TEXTO PROPORCIONADO:
◇ ◇ ◇ ◇ ◇ ◇ ◇
Despedida del Papa: «Nunca me he sentido solo»
«He querido a todos y cada uno», afirmó el Papa en su última Audiencia general, en la que se ha despedido de la Iglesia con un texto profundamente personal y lleno de gratitud e invitaciones a confiar en Dios, que guía a su pueblo. También ha explicado que «el Papa pertenece a todos», y que su renuncia no implica para él una vuelta a la vida privada, pues el compromiso con el Señor que asumió al ser elegido como sucesor de Pedro es para siempre. «No retorno a la vida privada, no abandono la Cruz; quedo de un modo nuevo junto al Señor crucificado»
◇ ◇ ◇ ◇ ◇ ◇ ◇
CONSIGNA: Según el texto sobre la despedida del Papa, ¿en qué ocasión se despidió de la Iglesia? El material siguiente procede de otra fuente.

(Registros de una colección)
◇ ◇ ◇ ◇ ◇ ◇ ◇
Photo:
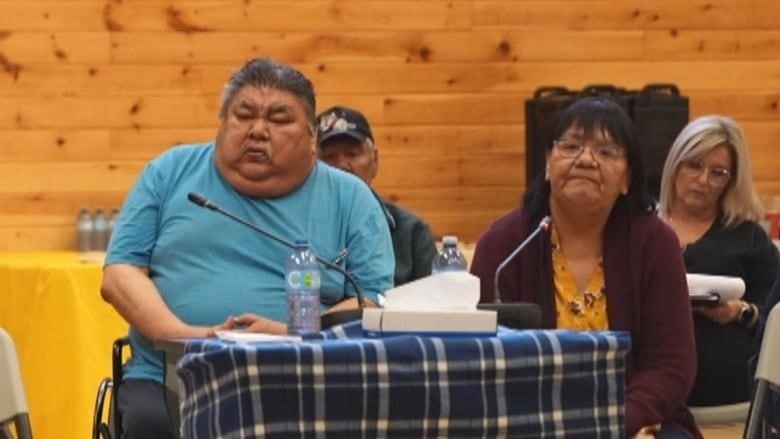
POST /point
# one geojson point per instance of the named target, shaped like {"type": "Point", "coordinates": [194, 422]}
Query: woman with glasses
{"type": "Point", "coordinates": [708, 199]}
{"type": "Point", "coordinates": [608, 263]}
◇ ◇ ◇ ◇ ◇ ◇ ◇
RESPUESTA: En su última Audiencia general.